_Extracted text_.
Vittorio Mangano (18 August 1940 – 23 July 2000) was a member of the Sicilian Mafia or Cosa Nostra. He was well known as the stable keeper at the villa of Silvio Berlusconi in Arcore in the 1970s and as such Mangano is known as "lo stalliere di Arcore" (the stable keeper of Arcore). Berlusconi later became Prime Minister of Italy.

Revelations during Maxi Trial in Palermo 

During the Maxi Trial in the mid-1980s the Mafia turncoats (pentiti), Tommaso Buscetta and Salvatore Contorno, said Mangano was a "uomo d'onore" (man of honour) of Cosa Nostra and a member of the Porta Nuova family that was headed by Pippo Calò. Buscetta himself was a member of this family.

Hired to work in Arcore at Berlusconi's villa 

From 1973 to 1975 Mangano was hired as stable keeper at the Villa San Martino owned by Silvio Berlusconi in Arcore, a small town near Milan. Mangano's real job is alleged to have been to deter kidnappers from targeting the tycoon's children. It was Berlusconi's right-hand man Marcello Dell'Utri who advised to take Mangano for the job. Mangano took care of the Villa's security and sometimes took Berlusconi's children to school.

According to pentito Antonino Giuffrè, Mangano served as a go between for the Mafia boss Stefano Bontade: "When Vittorio Mangano got the job in the Arcore villa, boss Stefano Bontade and some of his close aides used to meet Berlusconi using visits to Mangano as an excuse." Giuffrè told the Palermo court that despite the prime minister's assertions to the contrary, Mangano's Mafia identity was known when he was hired at the villa.

Mangano's criminal record  

Berlusconi kept Mangano as an employee despite his criminal record dating back to the 1960s. He never dismissed him even when, during his time as employee in the Villa, he was imprisoned because of convictions, and suspected of arranging the kidnapping of a friend of Berlusconi. Mangano left spontaneously in late 1975, concerned about Berlusconi's reputation, when many newspapers started making a scandal about his stay at Arcore. Berlusconi later stated that he was absolutely unaware of who Mangano really was when he hired him.

Public prosecutor Paolo Borsellino named Mangano in his last interview on May 19, 1992, with the reporters Jean Pierre Moscardo and Fabrizio Calvi. Borsellino spoke about the relations and connections of the Mafia with business and politics. According to Borsellino, Mangano was the link between the Sicilian Mafia and its interests in Northern Italy. Borsellino was killed two months after this interview by a car bomb in Via D'Amelio.

_What this task involves_.
In the text about Vittorio Mangano, who advised Berlusconi to hire Mangano as stable keeper? The lines that come next are separate material, unconnected to the text about Vittorio Mangano.

_Record set_.
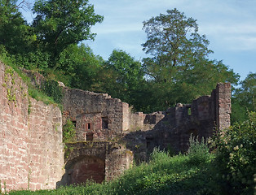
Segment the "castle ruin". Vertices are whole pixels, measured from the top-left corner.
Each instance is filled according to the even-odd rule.
[[[188,150],[191,134],[211,136],[230,126],[231,86],[218,84],[210,96],[166,111],[133,113],[108,94],[63,87],[63,111],[29,97],[15,72],[0,63],[1,188],[46,189],[111,180],[154,147]],[[77,141],[62,142],[67,119]],[[68,155],[67,155],[68,153]]]

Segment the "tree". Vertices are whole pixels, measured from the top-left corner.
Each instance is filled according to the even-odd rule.
[[[33,27],[43,49],[52,55],[56,66],[60,54],[72,44],[83,40],[94,40],[91,26],[103,21],[95,15],[88,0],[38,0],[33,6],[37,14]]]
[[[126,52],[114,50],[104,65],[99,76],[101,84],[95,90],[108,93],[139,109],[138,95],[144,82],[141,63]]]
[[[25,1],[0,0],[0,45],[11,54],[24,54],[31,50],[35,37],[32,28],[22,18],[19,8]]]
[[[143,59],[143,67],[155,85],[159,109],[209,94],[217,82],[237,83],[238,76],[222,61],[208,58],[213,51],[206,37],[197,32],[196,20],[168,10],[144,21],[143,30],[148,40],[143,50],[150,57]]]
[[[240,84],[232,99],[232,124],[249,119],[248,113],[255,112],[256,73],[250,72]]]

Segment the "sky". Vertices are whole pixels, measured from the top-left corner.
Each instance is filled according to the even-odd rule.
[[[29,2],[33,2],[33,0]],[[86,41],[95,54],[107,60],[113,50],[122,50],[137,60],[147,57],[141,45],[147,40],[143,22],[177,8],[196,20],[199,33],[210,41],[211,59],[223,60],[244,80],[256,72],[256,0],[89,0],[96,14],[104,16],[91,28],[95,41]],[[29,22],[29,11],[23,11]]]

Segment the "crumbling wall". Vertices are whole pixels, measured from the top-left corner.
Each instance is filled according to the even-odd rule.
[[[90,141],[91,135],[93,141],[111,140],[127,128],[128,104],[108,94],[65,88],[63,106],[64,122],[70,118],[76,124],[78,141],[86,141],[87,134]]]
[[[133,163],[133,153],[121,144],[108,141],[67,144],[65,174],[58,185],[97,183],[121,176]]]
[[[28,88],[0,63],[1,188],[55,188],[64,166],[60,109],[29,98]]]
[[[215,130],[228,128],[230,114],[231,85],[219,83],[210,96],[200,97],[192,104],[178,103],[164,112],[131,114],[133,131],[125,136],[126,146],[134,152],[137,162],[148,159],[154,147],[185,152],[191,135],[205,140]],[[135,131],[134,127],[139,129]]]

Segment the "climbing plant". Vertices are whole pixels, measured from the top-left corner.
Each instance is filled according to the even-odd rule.
[[[46,80],[42,86],[47,96],[51,97],[56,103],[60,103],[63,98],[62,88],[54,80]]]

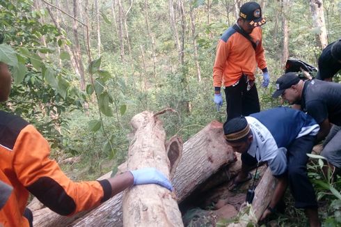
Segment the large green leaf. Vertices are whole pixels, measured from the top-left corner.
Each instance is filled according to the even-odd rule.
[[[51,85],[51,87],[58,89],[58,81],[56,78],[56,72],[49,67],[45,72],[44,77],[45,81]]]
[[[91,95],[93,93],[93,92],[95,91],[93,90],[93,87],[92,84],[88,84],[86,86],[86,93],[89,95]]]
[[[37,54],[31,54],[30,59],[31,59],[31,63],[32,63],[33,67],[36,70],[40,70],[42,63],[39,55],[38,55]]]
[[[122,104],[120,107],[120,112],[121,113],[121,116],[123,116],[127,111],[127,105],[126,104]]]
[[[16,84],[20,84],[20,82],[24,79],[26,75],[26,65],[21,62],[18,63],[18,67],[13,68],[13,76],[14,78],[14,82]]]
[[[61,52],[60,58],[62,60],[70,60],[70,54],[67,52]]]
[[[7,44],[0,45],[0,61],[18,68],[18,60],[14,49]]]
[[[106,24],[111,24],[111,22],[108,19],[108,17],[106,17],[106,15],[105,15],[105,13],[104,13],[103,12],[101,12],[101,15]]]
[[[93,60],[90,62],[88,68],[89,72],[90,74],[94,74],[98,71],[100,67],[101,66],[102,57],[98,59]]]
[[[104,89],[104,82],[97,79],[95,81],[94,86],[95,86],[95,91],[96,91],[96,94],[97,95],[102,94],[102,92]]]
[[[101,128],[102,123],[100,120],[91,120],[89,121],[88,125],[90,131],[96,132]]]
[[[108,93],[106,92],[102,93],[98,98],[98,101],[100,102],[99,105],[101,112],[105,116],[112,116],[113,111],[109,106],[109,97]]]

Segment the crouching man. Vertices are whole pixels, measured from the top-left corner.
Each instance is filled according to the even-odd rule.
[[[283,197],[288,182],[295,207],[305,209],[310,226],[319,226],[317,203],[307,175],[306,164],[319,125],[310,116],[288,107],[277,107],[247,117],[239,117],[223,126],[228,143],[241,153],[241,171],[235,179],[245,181],[251,166],[265,162],[278,183],[263,220]]]

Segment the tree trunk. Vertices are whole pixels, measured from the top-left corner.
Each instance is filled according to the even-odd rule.
[[[147,26],[147,31],[148,33],[148,37],[150,40],[152,40],[152,65],[153,65],[153,75],[154,75],[154,78],[156,78],[157,77],[157,72],[156,72],[157,60],[155,56],[155,42],[154,40],[154,36],[152,34],[152,31],[150,31],[150,27],[149,26],[148,9],[149,9],[148,0],[145,0],[145,25]]]
[[[173,146],[170,144],[168,147]],[[170,157],[173,155],[170,153],[173,152],[168,152],[170,163],[175,162],[172,161],[174,159]],[[184,143],[182,157],[180,159],[172,178],[177,202],[182,201],[222,166],[235,161],[233,151],[227,146],[223,136],[223,124],[217,121],[212,122]],[[173,166],[176,166],[176,164]],[[119,168],[122,172],[125,171],[124,166],[122,164]],[[172,169],[170,175],[173,174],[173,169],[174,168]],[[45,208],[44,216],[38,217],[37,214],[41,212],[33,212],[33,224],[35,227],[66,226],[71,223],[72,226],[112,226],[113,223],[115,223],[116,227],[122,226],[121,205],[122,193],[76,221],[75,217],[62,217]],[[49,218],[51,215],[54,215],[54,218]],[[44,219],[48,221],[44,221]],[[73,221],[74,221],[72,223]]]
[[[73,15],[74,17],[77,18],[78,15],[78,3],[77,0],[73,0]],[[72,23],[72,29],[74,36],[74,62],[77,65],[77,68],[79,69],[79,76],[80,80],[79,84],[81,86],[81,90],[85,91],[86,89],[86,79],[85,79],[85,73],[84,73],[84,67],[83,66],[83,62],[81,61],[81,47],[79,45],[79,41],[78,40],[78,22],[76,19],[74,19]]]
[[[316,42],[321,49],[323,49],[328,45],[327,31],[323,11],[323,0],[310,0],[309,3],[312,17],[312,24],[317,33]]]
[[[134,143],[128,152],[128,169],[154,167],[170,178],[170,164],[166,153],[166,132],[152,113],[144,111],[131,121]],[[124,226],[183,226],[173,193],[156,185],[130,187],[123,194]]]
[[[182,65],[183,60],[182,59],[180,42],[179,41],[179,35],[177,33],[177,29],[175,23],[175,15],[174,13],[174,6],[173,6],[173,0],[169,0],[168,3],[169,3],[169,17],[170,22],[170,27],[172,28],[172,33],[174,36],[174,40],[175,42],[177,53],[179,54],[179,60],[180,63]]]
[[[287,27],[287,9],[290,5],[290,0],[282,0],[282,27],[283,29],[283,49],[282,52],[282,68],[289,57],[289,30]]]
[[[98,56],[101,55],[101,27],[100,24],[100,6],[98,1],[95,0],[95,8],[96,10],[96,25],[97,25],[97,54]]]
[[[223,124],[212,121],[184,143],[182,158],[172,181],[178,203],[223,166],[235,161],[223,132]]]
[[[115,0],[114,0],[115,1]],[[120,0],[118,0],[118,39],[120,41],[120,56],[122,61],[125,61],[125,45],[123,41],[123,13],[121,10]]]
[[[62,30],[61,29],[61,26],[59,25],[58,22],[56,20],[56,19],[55,19],[55,17],[54,16],[54,14],[52,13],[52,10],[51,10],[51,8],[49,6],[46,6],[46,8],[47,8],[47,11],[49,12],[50,16],[51,16],[51,19],[54,22],[54,24],[56,26],[56,27],[57,28],[58,31],[59,31],[59,33],[61,34],[63,34]],[[66,37],[65,37],[63,35],[61,35],[61,38],[62,39],[64,39],[64,40],[66,39]],[[81,78],[81,73],[80,73],[79,69],[77,67],[77,64],[76,63],[76,60],[75,60],[74,52],[71,50],[71,49],[70,48],[70,47],[68,45],[65,45],[64,46],[65,46],[65,47],[68,53],[70,55],[71,65],[72,65],[72,67],[73,67],[73,68],[74,70],[74,72],[76,73],[76,75],[79,78]]]
[[[192,29],[192,39],[193,39],[193,48],[194,49],[194,62],[196,63],[196,75],[198,77],[198,81],[201,82],[201,72],[200,67],[199,65],[199,60],[198,56],[198,47],[196,46],[196,22],[194,15],[193,13],[193,8],[191,7],[189,10],[189,14],[191,17],[191,24]]]

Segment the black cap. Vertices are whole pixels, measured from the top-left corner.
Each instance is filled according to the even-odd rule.
[[[290,88],[292,85],[297,84],[301,79],[294,72],[287,72],[282,75],[276,81],[276,91],[272,95],[272,97],[277,97],[281,95],[284,90]]]
[[[331,46],[331,56],[337,61],[341,61],[341,39],[334,42]]]
[[[254,26],[265,24],[265,19],[262,17],[262,9],[257,2],[249,1],[244,3],[239,10],[239,17],[250,22]]]

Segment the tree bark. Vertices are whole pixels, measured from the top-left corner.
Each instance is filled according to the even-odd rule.
[[[152,65],[153,65],[153,75],[154,78],[157,77],[157,60],[155,56],[155,42],[154,40],[154,36],[150,31],[150,26],[149,26],[149,16],[148,16],[148,9],[149,3],[148,0],[145,1],[145,25],[147,26],[147,31],[148,33],[148,37],[152,42]]]
[[[312,24],[319,33],[316,35],[316,42],[321,49],[328,45],[327,31],[324,23],[323,0],[310,0],[310,11],[312,17]]]
[[[97,33],[97,54],[98,56],[101,55],[101,26],[100,24],[100,6],[98,1],[100,0],[95,0],[95,8],[96,10],[96,27]]]
[[[166,132],[161,120],[144,111],[131,121],[134,143],[128,152],[128,169],[154,167],[170,178],[170,164],[165,149]],[[183,226],[173,193],[156,185],[129,188],[123,194],[124,226]]]
[[[73,0],[73,14],[74,17],[77,18],[78,15],[78,3],[77,0]],[[79,41],[78,40],[78,22],[76,19],[73,20],[72,29],[74,36],[74,62],[79,70],[80,80],[79,84],[81,86],[81,90],[85,91],[86,89],[86,79],[84,67],[83,66],[83,62],[81,61],[81,47],[79,45]]]
[[[114,0],[115,1],[115,0]],[[121,56],[121,59],[122,61],[125,61],[125,45],[124,45],[124,41],[123,41],[123,23],[122,23],[122,19],[123,19],[123,13],[121,10],[121,3],[120,0],[118,0],[118,39],[120,41],[120,56]]]
[[[223,132],[223,124],[212,121],[184,143],[182,158],[173,184],[178,203],[223,166],[235,161]]]
[[[173,0],[168,1],[169,4],[169,18],[170,22],[170,27],[172,28],[172,33],[174,36],[174,41],[177,47],[177,53],[179,54],[179,60],[180,63],[183,64],[183,60],[181,54],[180,42],[179,41],[179,35],[177,33],[177,29],[175,24],[175,14],[174,13],[174,6]]]
[[[172,145],[170,145],[168,147],[171,146]],[[172,159],[169,157],[169,152],[168,153],[168,158],[170,160]],[[222,166],[235,161],[233,151],[227,146],[223,136],[223,124],[217,121],[212,122],[184,143],[182,157],[172,178],[177,203],[182,201],[200,185],[203,185],[206,180],[214,173],[217,173]],[[125,164],[120,166],[120,171],[125,171],[124,166]],[[75,217],[62,217],[45,208],[43,212],[45,215],[42,217],[37,217],[38,211],[33,212],[33,224],[35,227],[58,227],[69,225],[112,226],[113,223],[115,223],[116,227],[120,227],[122,226],[121,206],[122,193],[116,195],[77,220],[74,220]],[[50,215],[55,217],[48,218]],[[44,221],[44,219],[48,221]]]
[[[287,9],[290,4],[290,0],[282,0],[282,27],[283,29],[283,48],[282,52],[282,68],[285,66],[285,63],[289,57],[289,30],[287,27]]]
[[[200,67],[199,65],[199,60],[198,56],[198,47],[196,46],[196,21],[195,21],[193,10],[193,8],[191,7],[191,9],[189,10],[189,15],[191,17],[191,24],[192,29],[193,48],[194,49],[194,62],[196,63],[198,81],[201,82]]]

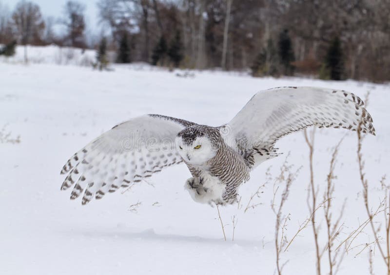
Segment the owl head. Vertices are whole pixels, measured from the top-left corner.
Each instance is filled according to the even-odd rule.
[[[200,165],[215,156],[221,140],[219,132],[214,128],[195,125],[178,132],[176,147],[185,162]]]

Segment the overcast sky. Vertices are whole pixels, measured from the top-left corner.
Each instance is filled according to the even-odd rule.
[[[53,16],[59,18],[62,16],[64,6],[67,0],[29,0],[40,7],[43,17]],[[85,6],[85,19],[88,28],[97,31],[98,28],[98,8],[96,3],[98,0],[79,0]],[[15,7],[18,0],[0,0],[0,3],[8,6],[10,11]]]

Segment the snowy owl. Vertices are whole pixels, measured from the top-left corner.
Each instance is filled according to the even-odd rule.
[[[278,155],[275,142],[312,126],[375,135],[371,116],[353,93],[311,87],[278,87],[256,93],[228,124],[200,125],[147,114],[114,127],[75,154],[64,165],[61,186],[70,198],[94,197],[126,188],[163,169],[184,163],[185,184],[194,201],[217,204],[237,201],[252,170]]]

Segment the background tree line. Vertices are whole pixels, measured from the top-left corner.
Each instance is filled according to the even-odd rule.
[[[254,76],[390,78],[390,0],[99,0],[97,5],[99,27],[109,31],[95,39],[86,37],[85,7],[76,1],[68,1],[58,19],[44,18],[39,6],[27,1],[12,12],[0,7],[0,43],[103,49],[98,55],[115,51],[120,63],[251,68]],[[64,34],[54,31],[58,24]]]

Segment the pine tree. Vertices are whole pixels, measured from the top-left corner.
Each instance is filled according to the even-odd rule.
[[[295,57],[288,30],[284,30],[279,36],[279,57],[280,64],[284,67],[284,74],[292,74],[293,67],[291,62],[294,60]]]
[[[0,49],[0,55],[3,55],[6,56],[12,56],[15,54],[15,48],[16,47],[16,40],[14,40]]]
[[[279,59],[272,39],[267,41],[267,45],[257,55],[251,69],[252,76],[279,75]]]
[[[333,39],[328,50],[325,59],[326,68],[329,70],[329,78],[333,80],[341,80],[344,74],[344,63],[341,43],[338,37]]]
[[[96,59],[97,63],[94,64],[94,67],[98,67],[100,71],[107,68],[108,59],[107,57],[107,39],[105,37],[103,37],[99,43]]]
[[[117,62],[122,63],[128,63],[131,62],[131,49],[129,42],[129,36],[126,32],[124,32],[119,42],[118,56]]]
[[[155,66],[157,64],[164,65],[167,51],[167,42],[162,36],[158,40],[158,43],[153,49],[153,53],[152,55],[152,65]]]
[[[172,63],[175,67],[178,67],[183,59],[183,44],[179,31],[176,31],[175,37],[171,42],[171,46],[168,51],[168,55]]]
[[[263,49],[257,55],[251,67],[252,76],[261,76],[266,73],[267,65],[267,52]]]

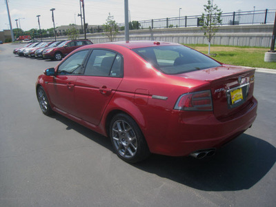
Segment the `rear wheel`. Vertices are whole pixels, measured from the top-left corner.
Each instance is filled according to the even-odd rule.
[[[48,100],[46,93],[45,92],[42,86],[39,86],[37,90],[37,100],[39,101],[40,108],[42,112],[46,115],[50,115],[54,113],[52,110],[49,101]]]
[[[118,114],[112,118],[110,136],[117,155],[124,161],[136,163],[150,155],[140,128],[127,115]]]
[[[61,60],[62,55],[61,52],[58,52],[55,54],[55,60]]]

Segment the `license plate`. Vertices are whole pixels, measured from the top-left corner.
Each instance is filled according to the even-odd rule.
[[[232,105],[241,101],[244,99],[241,88],[230,92]]]

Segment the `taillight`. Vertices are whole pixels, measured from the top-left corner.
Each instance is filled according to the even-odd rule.
[[[186,93],[181,95],[174,109],[181,110],[213,110],[210,90]]]

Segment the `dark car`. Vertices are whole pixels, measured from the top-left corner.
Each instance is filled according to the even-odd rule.
[[[48,47],[43,48],[39,48],[35,50],[34,52],[34,57],[36,58],[42,58],[43,57],[43,51],[46,49],[49,49],[49,48],[56,48],[57,47],[59,44],[61,44],[62,42],[64,41],[53,41],[52,43],[50,43]]]
[[[128,162],[150,152],[203,158],[252,126],[255,72],[177,43],[107,43],[46,70],[36,92],[45,115],[110,137]]]
[[[90,44],[92,44],[92,43],[88,39],[66,41],[57,48],[44,50],[43,52],[43,57],[44,59],[61,60],[63,57],[66,57],[72,51],[79,47]]]

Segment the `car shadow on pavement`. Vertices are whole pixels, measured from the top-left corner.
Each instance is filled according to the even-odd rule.
[[[52,117],[68,126],[68,130],[76,130],[114,152],[109,138],[60,115]],[[273,146],[244,133],[210,158],[152,155],[132,166],[198,190],[231,191],[253,187],[269,172],[275,161],[276,148]]]
[[[273,146],[244,133],[210,158],[154,155],[135,166],[201,190],[229,191],[250,188],[275,161]]]

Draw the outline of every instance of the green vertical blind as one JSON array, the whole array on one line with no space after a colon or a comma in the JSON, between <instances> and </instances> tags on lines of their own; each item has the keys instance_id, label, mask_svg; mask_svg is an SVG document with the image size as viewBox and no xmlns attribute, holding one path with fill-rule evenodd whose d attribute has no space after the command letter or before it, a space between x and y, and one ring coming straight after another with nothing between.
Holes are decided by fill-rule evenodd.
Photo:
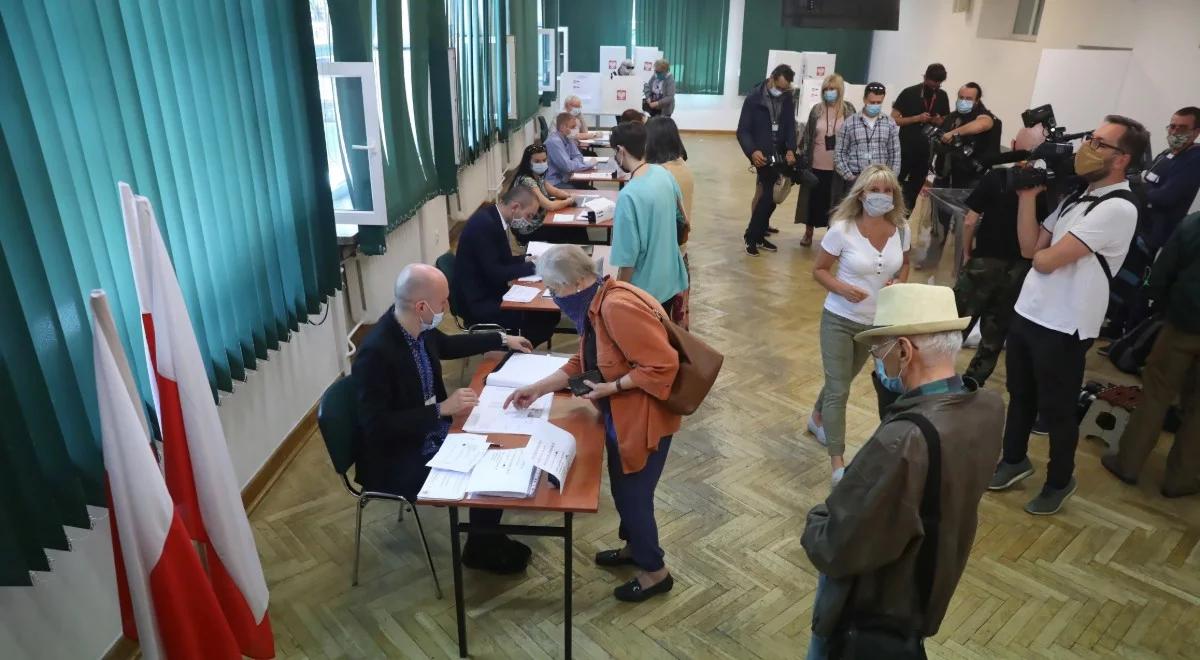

_Answer to this task_.
Marcello Dell'Utri, Berlusconi's right-hand man.